**What is asked**
1. Summarize the Prime Backup commit page in two sentences.
2. Continue the Prime Backup commit page from the point where it stops.

**Excerpt provided**
┏━━
Add backup config reuse_stat_unchanged_file for those speed lover

TISUnion · Dec 1, 2024 · 9d7d139 · 9d7d139
1 parent 67fefea
commit 9d7d139
Show file tree

Hide file tree

Showing 5 changed files with 132 additions and 21 deletions.
diff --git a/docs/config.md b/docs/config.md
@@ -216,6 +216,7 @@ Configs on how the backup is made
        "**/session.lock"
     ],
     "follow_target_symlink": false,
+    "reuse_stat_unchanged_file": false,
     "hash_method": "xxh128",
     "compress_method": "zstd",
     "compress_threshold": 64
@@ -305,6 +306,28 @@ Prime Backup will save not only the `world` symbolic link, but also the `foo` sy
 - Type: `bool`
 - Default: `false`
 
+#### reuse_stat_unchanged_file
+
+When enabled, during backup creation, Prime Backup will try to directly reuse file information from the previous backup 
+for files whose stat (size, mtime, mode, etc.) have not changed. No file hash checking will be done on these stat-unchanged files
+
+If you want the maximum possible backup creation speed, you can try enabling this option.
+However, this also introduces the potential risk of incomplete backups
+
+!!! warning
+
+    Please only enable this option after ensuring that the server's operating system and file system are functioning properly and stably. 
+    Otherwise, if issues such as system time rollback or abnormal file system metadata occur, some of the files might 
+    have their content changed but keep their stat unchanged, and then Prime Backup will create an incomplete backup
+
+!!! tip
+
+    Unless you really need this backup speed boost or the system disk read performance is too low, it is not recommended to enable this option.
+    Prime Backup is already fast enough
+
+- Type: `bool`
+- Default: `false`
+
 #### hash_method
 
 The algorithm to hash the files. Available options: `"xxh128"`、`"sha256"`、`"blake3"`

diff --git a/docs/config.zh.md b/docs/config.zh.md
@@ -216,6 +216,7 @@ Prime Backup 在创建备份时的操作时序如下：
        "**/session.lock"
     ],
     "follow_target_symlink": false,
+    "reuse_stat_unchanged_file": false,
     "hash_method": "xxh128",
     "compress_method": "zstd",
     "compress_threshold": 64
@@ -305,6 +306,28 @@ Prime Backup 除了会保存 `world` 这个符号链接外，还会保存 `foo`
 - 类型：`bool`
 - 默认值：`false`
 
+#### reuse_stat_unchanged_file
+
+启用时，在创建备份过程中，Prime Backup 将尝试直接复用之前备份中那些未改变（如大小、修改时间、权限等）的文件信息。
+对于这些未改变文件的统计信息，将不会进行文件哈希检查。
+
+如果你想获得尽可能快的备份创建速度，可以尝试启用此选项，但这会引入潜在的备份不完整的风险。
┗━━
**Data entries**
┏━━
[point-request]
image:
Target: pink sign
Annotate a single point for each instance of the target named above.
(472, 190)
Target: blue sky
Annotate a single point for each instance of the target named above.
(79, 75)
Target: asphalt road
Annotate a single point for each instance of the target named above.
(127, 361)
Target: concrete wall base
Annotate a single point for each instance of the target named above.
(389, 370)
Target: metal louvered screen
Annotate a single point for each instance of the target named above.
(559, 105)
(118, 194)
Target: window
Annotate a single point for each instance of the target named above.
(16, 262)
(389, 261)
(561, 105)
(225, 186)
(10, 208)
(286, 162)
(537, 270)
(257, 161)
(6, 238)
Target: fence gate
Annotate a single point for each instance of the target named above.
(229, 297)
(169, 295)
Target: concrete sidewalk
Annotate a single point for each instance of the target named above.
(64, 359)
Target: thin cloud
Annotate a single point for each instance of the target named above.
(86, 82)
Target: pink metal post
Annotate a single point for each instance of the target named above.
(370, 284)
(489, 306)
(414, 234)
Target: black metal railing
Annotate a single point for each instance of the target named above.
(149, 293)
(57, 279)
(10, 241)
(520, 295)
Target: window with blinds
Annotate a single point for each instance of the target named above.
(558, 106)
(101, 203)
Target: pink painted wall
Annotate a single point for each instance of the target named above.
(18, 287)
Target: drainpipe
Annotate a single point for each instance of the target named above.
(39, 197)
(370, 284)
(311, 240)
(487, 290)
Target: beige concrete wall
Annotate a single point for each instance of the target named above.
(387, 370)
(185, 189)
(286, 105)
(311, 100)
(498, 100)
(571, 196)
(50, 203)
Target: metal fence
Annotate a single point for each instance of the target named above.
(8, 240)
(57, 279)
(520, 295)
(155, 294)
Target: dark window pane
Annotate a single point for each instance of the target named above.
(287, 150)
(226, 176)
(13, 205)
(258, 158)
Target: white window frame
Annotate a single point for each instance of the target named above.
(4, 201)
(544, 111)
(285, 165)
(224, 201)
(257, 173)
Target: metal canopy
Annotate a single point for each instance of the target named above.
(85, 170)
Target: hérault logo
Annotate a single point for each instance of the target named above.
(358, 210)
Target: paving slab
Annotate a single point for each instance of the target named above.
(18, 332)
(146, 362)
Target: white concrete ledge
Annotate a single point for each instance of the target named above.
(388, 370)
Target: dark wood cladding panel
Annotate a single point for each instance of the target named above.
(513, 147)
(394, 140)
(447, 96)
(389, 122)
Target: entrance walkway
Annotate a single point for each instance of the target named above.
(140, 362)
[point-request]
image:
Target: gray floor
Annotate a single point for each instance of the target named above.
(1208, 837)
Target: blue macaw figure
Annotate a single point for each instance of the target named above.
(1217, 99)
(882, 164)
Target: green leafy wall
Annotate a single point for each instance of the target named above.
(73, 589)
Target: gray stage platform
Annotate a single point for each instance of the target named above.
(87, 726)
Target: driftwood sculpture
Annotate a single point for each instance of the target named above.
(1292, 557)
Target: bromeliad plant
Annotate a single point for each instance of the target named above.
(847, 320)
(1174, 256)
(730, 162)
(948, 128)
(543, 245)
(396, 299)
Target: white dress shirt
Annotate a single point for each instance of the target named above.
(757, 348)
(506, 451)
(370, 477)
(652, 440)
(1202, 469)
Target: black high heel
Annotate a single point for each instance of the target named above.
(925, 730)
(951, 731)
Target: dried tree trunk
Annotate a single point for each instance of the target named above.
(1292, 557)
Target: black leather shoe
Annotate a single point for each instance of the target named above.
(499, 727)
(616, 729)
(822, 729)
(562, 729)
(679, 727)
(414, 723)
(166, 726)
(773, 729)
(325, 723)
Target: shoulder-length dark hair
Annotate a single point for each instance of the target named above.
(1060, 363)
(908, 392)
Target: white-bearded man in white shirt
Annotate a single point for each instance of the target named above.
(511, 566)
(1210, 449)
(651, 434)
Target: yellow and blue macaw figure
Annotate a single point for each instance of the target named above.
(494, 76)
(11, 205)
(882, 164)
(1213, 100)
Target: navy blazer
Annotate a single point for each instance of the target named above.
┗━━
**Outputs for the tasks**
1. The commit adds a backup config option, reuse_stat_unchanged_file, which lets Prime Backup reuse file information from the previous backup for files whose stat (size, mtime, mode, etc.) has not changed, skipping hash checks on them for maximum backup speed. The documentation warns that this risks incomplete backups if the operating system or file system misbehaves, advises against enabling it unless the speed boost is truly needed, and sets it as a `bool` with a default of `false`.

2.
+除非你确实需要这一备份速度增益，或者系统磁盘读取性能过低，否则不建议启用此选项
+
+!!! warning
+
+    请在确保服务器的操作系统和文件系统正常且稳定运行后，再启用此选项。
+    否则，如果出现系统时间回退或文件系统元数据异常等问题，可能会造成某些文件的内容变化但 stat 保持不变的情况，
+    从而导致 Prime Backup 创建出了一个不完整的备份
+
+!!! tip
+
+    除非你确实需要这一备份速度增益，或者系统磁盘读取性能过低，否则不建议启用此选项。
+    Prime Backup 的速度已经足够快了
+
+- 类型：`bool`
+- 默认值：`false`
+
 #### hash_method
 
 对文件进行哈希时所使用的算法。可用选项：`"xxh128"`、`"sha256"`、`"blake3"`

diff --git a/prime_backup/action/create_backup_action.py b/prime_backup/action/create_backup_action.py
@@ -198,6 +198,7 @@ class _ScanResult:
 class _PreCalculationResult:
 	stats: Dict[Path, os.stat_result] = dataclasses.field(default_factory=dict)
 	hashes: Dict[Path, str] = dataclasses.field(default_factory=dict)
+	reused_files: Dict[Path, schema.File] = dataclasses.field(default_factory=dict)
 
 
 class CreateBackupAction(CreateBackupActionBase):
@@ -221,6 +222,9 @@ def __init__(self, creator: Operator, comment: str, *, tags: Optional[BackupTags
 
 		self.__source_path: Path = source_path or self.config.source_path
 
+	def __file_path_to_db_path(self, path: Path) -> str:
+		return path.relative_to(self.__source_path).as_posix()
+
 	def __scan_files(self) -> _ScanResult:
 		ignore_patterns = pathspec.GitIgnoreSpec.from_lines(self.config.backup.ignore_patterns)
 		result = _ScanResult()
@@ -284,32 +288,70 @@ def __pre_calculate_stats(self, scan_result: _ScanResult):
 		for file_entry in scan_result.all_files:
 			stats[file_entry.path] = file_entry.stat
 
+	def __reuse_unchanged_files(self, session: DbSession, scan_result: _ScanResult):
+		backup = session.get_last_backup()
+		if backup is None:
+			return
+
+		@dataclasses.dataclass(frozen=True)
+		class StatKey:
+			path: str
+			size: Optional[int]  # it shouldn't be None, but just in case
+			mode: int
+			uid: int
+			gid: int
+			mtime: int
+
+		stat_to_files: Dict[StatKey, schema.File] = {}
+		for file in session.get_backup_files(backup.id):
+			if stat.S_ISREG(file.mode):
+				key = StatKey(
+					path=file.path,
+					size=file.blob_raw_size,
+					mode=file.mode,
+					uid=file.uid,
+					gid=file.gid,
+					mtime=file.mtime_ns,
+				)
+				stat_to_files[key] = file
+
+		for file_entry in scan_result.all_files:
+			if file_entry.is_file():
+				key = StatKey(
+					path=self.__file_path_to_db_path(file_entry.path),
+					size=file_entry.stat.st_size,
+					mode=file_entry.stat.st_mode,
+					uid=file_entry.stat.st_uid,
+					gid=file_entry.stat.st_gid,
+					mtime=file_entry.stat.st_mtime_ns
+				)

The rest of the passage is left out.